Segmentation dataset records:
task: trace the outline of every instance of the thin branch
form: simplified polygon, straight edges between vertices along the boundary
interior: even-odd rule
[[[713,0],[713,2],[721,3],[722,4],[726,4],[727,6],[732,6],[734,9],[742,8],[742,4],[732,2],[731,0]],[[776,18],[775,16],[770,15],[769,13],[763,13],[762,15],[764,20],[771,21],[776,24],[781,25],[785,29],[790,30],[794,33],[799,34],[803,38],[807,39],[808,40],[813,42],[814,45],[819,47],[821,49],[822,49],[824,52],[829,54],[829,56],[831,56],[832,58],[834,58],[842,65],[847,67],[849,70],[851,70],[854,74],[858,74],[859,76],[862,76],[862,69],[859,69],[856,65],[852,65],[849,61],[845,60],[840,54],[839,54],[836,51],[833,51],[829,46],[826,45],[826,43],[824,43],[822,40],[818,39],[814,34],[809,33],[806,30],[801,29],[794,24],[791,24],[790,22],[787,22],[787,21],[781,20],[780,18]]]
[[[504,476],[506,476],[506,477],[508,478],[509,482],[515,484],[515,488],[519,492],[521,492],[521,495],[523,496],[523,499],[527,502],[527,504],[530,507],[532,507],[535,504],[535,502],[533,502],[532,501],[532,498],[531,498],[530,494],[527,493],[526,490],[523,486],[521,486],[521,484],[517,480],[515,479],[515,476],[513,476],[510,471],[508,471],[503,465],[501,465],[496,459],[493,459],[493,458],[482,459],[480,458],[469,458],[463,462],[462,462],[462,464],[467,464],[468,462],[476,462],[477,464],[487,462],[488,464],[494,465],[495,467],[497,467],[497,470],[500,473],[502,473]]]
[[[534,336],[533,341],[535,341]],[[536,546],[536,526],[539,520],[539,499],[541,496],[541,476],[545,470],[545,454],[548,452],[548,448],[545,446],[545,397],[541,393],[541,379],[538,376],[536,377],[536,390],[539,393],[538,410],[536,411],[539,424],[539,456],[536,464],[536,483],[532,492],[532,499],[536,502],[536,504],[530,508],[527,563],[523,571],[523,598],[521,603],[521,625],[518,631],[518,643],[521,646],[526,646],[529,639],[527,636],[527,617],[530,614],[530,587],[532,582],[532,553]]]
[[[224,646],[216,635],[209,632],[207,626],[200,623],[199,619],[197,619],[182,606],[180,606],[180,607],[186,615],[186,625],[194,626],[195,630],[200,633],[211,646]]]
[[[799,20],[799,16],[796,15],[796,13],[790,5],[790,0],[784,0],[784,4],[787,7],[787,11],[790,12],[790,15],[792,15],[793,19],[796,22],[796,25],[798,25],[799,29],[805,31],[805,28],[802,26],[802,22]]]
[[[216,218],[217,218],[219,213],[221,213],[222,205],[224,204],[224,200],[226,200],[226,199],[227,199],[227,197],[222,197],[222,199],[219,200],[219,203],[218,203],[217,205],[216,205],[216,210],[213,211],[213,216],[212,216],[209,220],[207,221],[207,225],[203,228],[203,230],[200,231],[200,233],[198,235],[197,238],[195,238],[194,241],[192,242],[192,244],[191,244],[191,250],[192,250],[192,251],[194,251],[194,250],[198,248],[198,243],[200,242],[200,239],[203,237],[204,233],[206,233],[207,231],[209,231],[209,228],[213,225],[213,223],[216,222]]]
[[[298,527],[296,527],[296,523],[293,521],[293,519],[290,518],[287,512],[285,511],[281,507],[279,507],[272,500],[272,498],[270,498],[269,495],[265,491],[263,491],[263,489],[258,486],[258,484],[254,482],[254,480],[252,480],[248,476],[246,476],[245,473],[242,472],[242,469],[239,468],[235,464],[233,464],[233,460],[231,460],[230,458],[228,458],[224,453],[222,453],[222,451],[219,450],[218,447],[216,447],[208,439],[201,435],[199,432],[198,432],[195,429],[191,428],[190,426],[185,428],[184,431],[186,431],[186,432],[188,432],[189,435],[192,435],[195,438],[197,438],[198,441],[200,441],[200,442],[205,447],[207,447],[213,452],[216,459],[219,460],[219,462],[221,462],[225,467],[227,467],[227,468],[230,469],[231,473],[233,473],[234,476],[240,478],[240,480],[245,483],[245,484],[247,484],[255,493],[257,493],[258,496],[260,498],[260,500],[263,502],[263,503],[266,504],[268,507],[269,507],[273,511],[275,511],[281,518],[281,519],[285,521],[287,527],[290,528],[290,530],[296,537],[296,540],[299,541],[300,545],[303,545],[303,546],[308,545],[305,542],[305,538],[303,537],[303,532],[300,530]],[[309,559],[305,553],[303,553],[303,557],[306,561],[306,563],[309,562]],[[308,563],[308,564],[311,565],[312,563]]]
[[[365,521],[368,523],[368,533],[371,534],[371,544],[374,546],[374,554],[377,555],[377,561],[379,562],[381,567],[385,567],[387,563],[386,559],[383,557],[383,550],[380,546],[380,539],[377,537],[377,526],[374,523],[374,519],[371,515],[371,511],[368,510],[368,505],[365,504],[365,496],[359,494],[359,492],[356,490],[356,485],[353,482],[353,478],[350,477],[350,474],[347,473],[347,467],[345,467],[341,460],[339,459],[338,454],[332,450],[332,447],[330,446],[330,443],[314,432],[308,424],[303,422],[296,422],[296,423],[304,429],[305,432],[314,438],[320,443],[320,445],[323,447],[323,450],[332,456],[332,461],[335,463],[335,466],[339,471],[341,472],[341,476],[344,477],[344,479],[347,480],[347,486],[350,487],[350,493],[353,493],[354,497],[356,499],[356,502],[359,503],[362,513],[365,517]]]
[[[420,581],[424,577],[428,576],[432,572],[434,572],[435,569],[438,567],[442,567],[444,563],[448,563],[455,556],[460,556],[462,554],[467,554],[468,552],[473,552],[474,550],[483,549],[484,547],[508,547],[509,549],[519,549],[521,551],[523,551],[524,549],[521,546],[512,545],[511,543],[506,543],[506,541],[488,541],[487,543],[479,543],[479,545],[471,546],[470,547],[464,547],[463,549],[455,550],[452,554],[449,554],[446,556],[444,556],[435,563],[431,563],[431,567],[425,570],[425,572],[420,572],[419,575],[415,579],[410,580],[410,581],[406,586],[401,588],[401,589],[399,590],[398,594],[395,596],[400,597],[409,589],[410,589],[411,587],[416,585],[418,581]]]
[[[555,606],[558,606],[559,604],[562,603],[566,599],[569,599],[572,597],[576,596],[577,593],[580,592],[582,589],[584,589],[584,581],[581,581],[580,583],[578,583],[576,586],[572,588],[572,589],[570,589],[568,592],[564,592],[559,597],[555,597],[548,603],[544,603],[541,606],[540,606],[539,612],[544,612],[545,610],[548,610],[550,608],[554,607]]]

■ **Instruction**
Reproduce all of the records above line for line, leaving every character unchanged.

■ **Answer to the task**
task: trace the outline of every instance of the thin branch
form: simplified polygon, straight edges between vertices along the boundary
interior: even-odd rule
[[[713,0],[713,2],[721,3],[722,4],[726,4],[727,6],[732,6],[734,9],[742,8],[742,4],[732,2],[731,0]],[[776,18],[775,16],[770,15],[769,13],[763,13],[762,15],[764,20],[771,21],[776,24],[781,25],[785,29],[790,30],[794,33],[799,34],[803,38],[807,39],[808,40],[813,42],[814,45],[819,47],[821,49],[822,49],[824,52],[829,54],[829,56],[831,56],[832,58],[834,58],[842,65],[847,67],[849,70],[851,70],[854,74],[858,74],[859,76],[862,76],[862,69],[859,69],[856,65],[852,65],[849,61],[845,60],[840,54],[839,54],[836,51],[833,51],[829,46],[826,45],[826,43],[824,43],[822,40],[818,39],[814,34],[809,33],[806,30],[801,29],[794,24],[791,24],[790,22],[787,22],[787,21],[781,20],[780,18]]]
[[[504,476],[506,476],[506,477],[508,478],[509,482],[515,484],[515,488],[519,492],[521,492],[521,495],[523,496],[523,499],[527,502],[527,504],[530,507],[532,507],[535,504],[535,502],[533,502],[532,501],[532,498],[531,498],[530,494],[527,493],[526,490],[523,486],[521,486],[521,484],[517,480],[515,479],[515,476],[513,476],[510,471],[508,471],[503,465],[501,465],[496,459],[493,459],[493,458],[482,459],[480,458],[469,458],[463,462],[462,462],[462,464],[467,464],[468,462],[476,462],[477,464],[487,462],[488,464],[494,465],[495,467],[497,467],[497,470],[500,473],[502,473]]]
[[[534,336],[533,341],[535,341]],[[536,546],[536,526],[539,520],[539,499],[541,496],[541,476],[545,470],[545,454],[548,452],[548,448],[545,446],[545,397],[541,393],[541,379],[538,376],[536,377],[536,390],[539,393],[538,410],[536,411],[539,424],[539,456],[536,464],[536,483],[532,492],[532,499],[536,502],[536,504],[530,508],[527,563],[523,571],[523,598],[521,603],[521,625],[518,631],[518,643],[521,646],[526,646],[529,639],[527,636],[527,617],[530,614],[530,587],[532,582],[532,553]]]
[[[224,646],[216,635],[209,632],[207,626],[200,623],[199,619],[197,619],[182,606],[180,606],[180,607],[186,615],[186,625],[194,626],[195,630],[200,633],[211,646]]]
[[[799,20],[799,16],[796,15],[796,13],[790,5],[790,0],[784,0],[784,4],[787,7],[787,11],[790,12],[790,15],[792,15],[793,19],[796,22],[796,25],[798,25],[799,29],[805,31],[805,28],[802,26],[802,22]]]
[[[216,218],[217,218],[219,213],[221,213],[222,205],[224,204],[224,200],[226,200],[226,199],[227,199],[227,197],[222,197],[222,199],[219,200],[219,203],[218,203],[217,205],[216,205],[216,210],[213,211],[213,216],[212,216],[209,220],[207,221],[207,225],[203,228],[203,230],[200,231],[200,233],[198,235],[197,238],[195,238],[194,241],[192,242],[192,244],[191,244],[191,250],[192,250],[192,251],[194,251],[194,250],[198,248],[198,243],[200,242],[200,239],[203,237],[204,233],[206,233],[207,231],[209,231],[209,228],[213,225],[213,223],[216,222]]]
[[[298,527],[296,527],[296,523],[293,521],[293,519],[290,518],[287,512],[285,511],[281,507],[279,507],[272,500],[272,498],[270,498],[269,495],[265,491],[263,491],[263,489],[258,486],[258,484],[254,482],[254,480],[252,480],[248,476],[246,476],[245,473],[242,472],[242,469],[239,468],[235,464],[233,464],[233,460],[231,460],[230,458],[228,458],[224,453],[222,453],[222,451],[219,450],[218,447],[216,447],[208,439],[201,435],[199,432],[198,432],[195,429],[191,428],[190,426],[185,428],[184,431],[186,431],[186,432],[188,432],[189,435],[192,435],[195,438],[197,438],[198,441],[200,441],[200,442],[205,447],[207,447],[213,452],[216,459],[219,460],[219,462],[221,462],[225,467],[227,467],[227,468],[230,469],[231,473],[233,473],[234,476],[240,478],[240,480],[245,483],[245,484],[247,484],[255,493],[257,493],[258,496],[260,498],[260,500],[263,502],[263,503],[266,504],[268,507],[269,507],[273,511],[275,511],[281,518],[281,519],[285,521],[287,527],[290,528],[290,530],[296,537],[296,540],[299,541],[300,545],[303,545],[303,546],[308,545],[305,542],[305,538],[303,537],[303,532],[300,530]],[[309,559],[305,553],[303,553],[303,557],[306,561],[306,563],[309,562]],[[308,563],[308,564],[311,565],[312,563]]]
[[[365,521],[368,523],[368,533],[371,534],[371,544],[374,546],[374,554],[377,555],[377,561],[379,562],[381,567],[385,567],[387,563],[386,559],[383,557],[383,550],[380,546],[380,539],[377,537],[377,526],[374,523],[374,519],[371,515],[371,511],[368,510],[368,505],[365,504],[365,496],[359,494],[359,492],[356,490],[356,485],[353,482],[353,478],[350,477],[350,474],[347,473],[347,467],[345,467],[341,460],[339,459],[338,454],[332,450],[332,447],[330,446],[330,443],[314,432],[308,424],[303,422],[296,422],[296,423],[304,429],[305,432],[314,438],[320,443],[320,445],[323,447],[323,450],[332,456],[332,461],[335,463],[335,466],[339,471],[341,472],[341,476],[344,477],[344,479],[347,480],[347,486],[350,487],[350,493],[353,493],[354,497],[356,499],[356,502],[359,503],[362,513],[365,517]]]
[[[420,581],[424,577],[428,576],[432,572],[434,572],[435,569],[438,567],[442,567],[444,563],[448,563],[455,556],[460,556],[462,554],[467,554],[468,552],[473,552],[474,550],[483,549],[484,547],[508,547],[509,549],[519,549],[521,551],[523,551],[524,549],[521,546],[512,545],[511,543],[506,543],[506,541],[488,541],[487,543],[479,543],[479,545],[471,546],[470,547],[464,547],[463,549],[455,550],[452,554],[449,554],[446,556],[444,556],[435,563],[431,563],[431,567],[425,570],[425,572],[420,572],[419,575],[415,579],[410,580],[410,581],[406,586],[401,588],[401,589],[399,590],[398,594],[395,596],[400,597],[409,589],[410,589],[411,587],[416,585],[418,581]]]
[[[555,606],[558,606],[559,604],[562,603],[566,599],[569,599],[572,597],[576,596],[577,593],[580,592],[582,589],[584,589],[584,581],[581,581],[580,583],[578,583],[576,586],[572,588],[572,589],[570,589],[568,592],[564,592],[559,597],[555,597],[548,603],[544,603],[541,606],[540,606],[539,612],[544,612],[545,610],[548,610],[550,608],[554,607]]]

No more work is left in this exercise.